WHAT THIS TASK INVOLVES> From the records below, extract all the text exactly and leave the images behind.

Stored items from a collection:

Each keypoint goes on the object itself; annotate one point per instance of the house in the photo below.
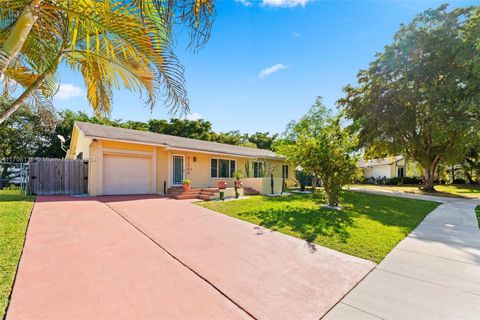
(124, 161)
(389, 167)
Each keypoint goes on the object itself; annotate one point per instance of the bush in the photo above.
(412, 180)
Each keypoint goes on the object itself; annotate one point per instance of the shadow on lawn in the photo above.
(389, 211)
(308, 223)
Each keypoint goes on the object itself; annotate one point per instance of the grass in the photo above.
(14, 214)
(369, 226)
(445, 190)
(477, 210)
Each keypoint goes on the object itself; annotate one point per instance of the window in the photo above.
(214, 168)
(285, 171)
(400, 172)
(258, 170)
(222, 168)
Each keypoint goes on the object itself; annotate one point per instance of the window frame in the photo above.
(285, 171)
(230, 172)
(259, 163)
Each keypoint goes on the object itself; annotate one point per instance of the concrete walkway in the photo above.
(434, 273)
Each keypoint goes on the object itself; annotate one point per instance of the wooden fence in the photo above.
(58, 176)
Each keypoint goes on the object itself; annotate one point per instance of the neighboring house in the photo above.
(389, 167)
(124, 161)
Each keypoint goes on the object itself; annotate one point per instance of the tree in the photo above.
(263, 140)
(63, 126)
(24, 133)
(319, 145)
(421, 95)
(194, 129)
(111, 43)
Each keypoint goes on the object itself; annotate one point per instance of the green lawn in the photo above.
(369, 226)
(448, 190)
(477, 210)
(14, 214)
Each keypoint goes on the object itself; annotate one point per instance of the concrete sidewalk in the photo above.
(434, 273)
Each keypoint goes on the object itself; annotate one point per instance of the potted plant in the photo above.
(238, 175)
(186, 184)
(222, 185)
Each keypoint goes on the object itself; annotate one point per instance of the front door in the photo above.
(177, 170)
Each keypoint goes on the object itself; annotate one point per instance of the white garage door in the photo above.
(126, 175)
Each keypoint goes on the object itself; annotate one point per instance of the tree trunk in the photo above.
(331, 198)
(468, 173)
(15, 41)
(429, 175)
(314, 183)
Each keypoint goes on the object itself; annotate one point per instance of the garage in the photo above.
(126, 174)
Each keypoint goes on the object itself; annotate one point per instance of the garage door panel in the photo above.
(126, 175)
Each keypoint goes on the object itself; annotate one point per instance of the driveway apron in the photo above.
(83, 261)
(272, 275)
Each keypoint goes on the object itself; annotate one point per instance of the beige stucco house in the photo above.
(124, 161)
(389, 167)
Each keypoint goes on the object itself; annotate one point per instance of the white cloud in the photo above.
(193, 116)
(246, 3)
(67, 91)
(285, 3)
(268, 71)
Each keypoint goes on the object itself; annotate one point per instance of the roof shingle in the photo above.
(136, 136)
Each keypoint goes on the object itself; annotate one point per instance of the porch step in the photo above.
(197, 193)
(250, 191)
(186, 196)
(205, 197)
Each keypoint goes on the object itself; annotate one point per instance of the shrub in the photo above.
(302, 178)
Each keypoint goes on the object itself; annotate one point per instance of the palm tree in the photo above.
(112, 43)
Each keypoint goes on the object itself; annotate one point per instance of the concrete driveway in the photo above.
(156, 258)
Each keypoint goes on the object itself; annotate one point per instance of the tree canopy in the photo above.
(320, 146)
(195, 129)
(112, 44)
(23, 135)
(421, 95)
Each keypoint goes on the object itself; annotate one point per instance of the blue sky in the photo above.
(267, 60)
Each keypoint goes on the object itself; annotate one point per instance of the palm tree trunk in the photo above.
(14, 43)
(429, 176)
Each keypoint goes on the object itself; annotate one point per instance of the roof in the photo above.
(144, 137)
(379, 162)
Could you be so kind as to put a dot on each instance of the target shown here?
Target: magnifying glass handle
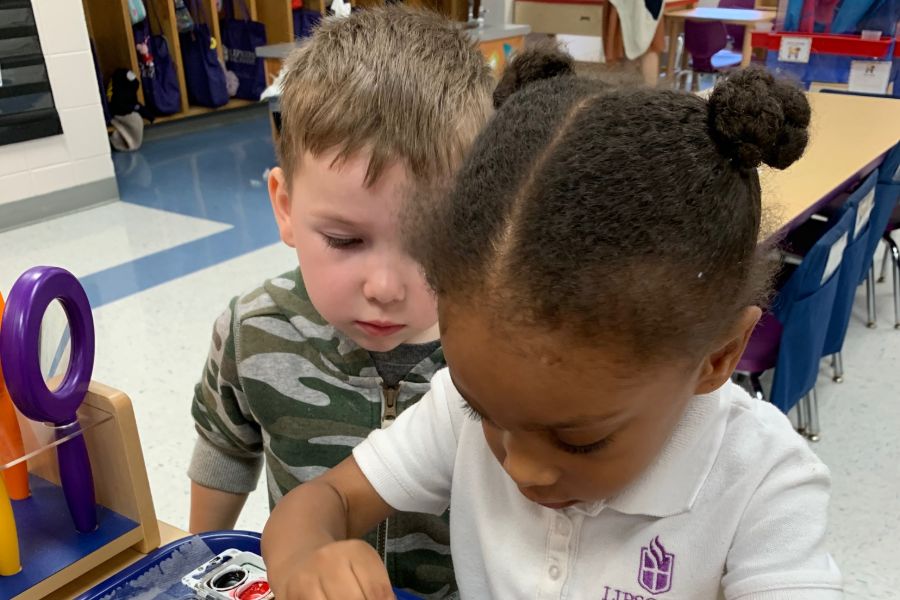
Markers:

WRITTEN RESPONSE>
Each keypoint goes on the object itself; annotate one point per instance of the house in the photo below.
(124, 161)
(389, 167)
Each keypoint goes on the object itself; annotate one point per instance of the bush in the photo above.
(412, 180)
Each keypoint goes on the object itself; annotate one point per instance of the shadow on lawn in the photo above.
(389, 211)
(308, 223)
Each keypoint goes on the object itself; annotate one point per instance of the grass in the photo above.
(14, 214)
(369, 226)
(445, 190)
(477, 210)
Each keypoint goes on the object itself; annotate one point per instance of the window in the photo above.
(214, 168)
(285, 171)
(400, 172)
(258, 170)
(222, 168)
Each keypoint goes on the object itself; annotate one point per instance of the window frame in the photo above.
(285, 171)
(230, 172)
(259, 163)
Each keypoint goes on the object itself; annotate one point per instance of the concrete walkway in the photo above.
(434, 273)
Each keypoint goes on the object itself; annotate one point per instance of the wooden fence in the photo above.
(58, 176)
Each keypoint goes on the object itself; annotate one point per instance of the neighboring house in the photo above.
(389, 167)
(124, 161)
Each keypoint goes on the object itself; annotate one point per instance of the tree in the photo above.
(263, 140)
(63, 126)
(24, 133)
(319, 145)
(421, 95)
(194, 129)
(111, 43)
Each keypoint goes on the object itself; annotate one point per instance of the green lawn in the photo above.
(369, 226)
(448, 190)
(477, 210)
(14, 214)
Each keypoint goes on the object itself; annotate one point per instance of the concrete sidewalk in the photo above.
(434, 273)
Each keypoint goes on the object itself; annotate one point per instance of the potted plant in the photo above.
(238, 175)
(186, 184)
(222, 185)
Each keypoint goes on the object itself; annotate one point per instance of the front door in the photo above.
(177, 170)
Each keypoint goes on the object itself; annotate one point per instance of the white garage door in the photo above.
(126, 175)
Each keypoint goes on the object itself; annotate one point per instance of the tree trunk in the photo above.
(331, 198)
(468, 173)
(15, 41)
(429, 175)
(314, 183)
Each keypoint goes on the object itself; annotate one point per instance of the garage in the photo above.
(126, 174)
Each keypoint goes on the object itself; annotate one point per instance of the garage door panel in the photo above.
(126, 175)
Each keypoint goes on the object itself; annotate one point per instance of the driveway apron in the photo above.
(83, 261)
(272, 275)
Each keypoint goes on the object itself; annotate one point per instance of the beige stucco house in the photo above.
(124, 161)
(389, 167)
Each keypoint goes on the object itself; annotate one point per instance of the white cloud in the photo above.
(193, 116)
(246, 3)
(67, 91)
(285, 3)
(268, 71)
Each keypoint goes on the object itself; annotate one point per instance of the roof shingle in the photo above.
(136, 136)
Each keypoint goes on the object itself; annotate one point per instance of the porch step in the photo above.
(197, 193)
(250, 191)
(186, 196)
(205, 197)
Each keypoint goes on the object itself; annotate one point per instance of the shrub in the photo above.
(302, 178)
Each keypoint goes on the object itself; annotate one point per instance of the palm tree in the photo above.
(112, 43)
Each keypoint goes on the object itself; annotate one point per instance of the concrete driveway in the photo above.
(156, 258)
Each keypoint goes on the object itself; annotate one point per instance of the tree canopy in the photo above.
(320, 146)
(195, 129)
(112, 44)
(23, 135)
(421, 95)
Each keypoint goes on the object itself; annotate one point per instance of the blue sky in the photo above.
(267, 60)
Each keypoint goes on the object itself; annotate one point per instance of the palm tree trunk in the photo above.
(14, 43)
(429, 176)
Each keypoint goes on the object itself; annotate one point per instance of the roof in the photo above.
(144, 137)
(379, 162)
Could you be so kind as to put a dot on each instance of the target shown here?
Target: magnifying glass handle
Markers:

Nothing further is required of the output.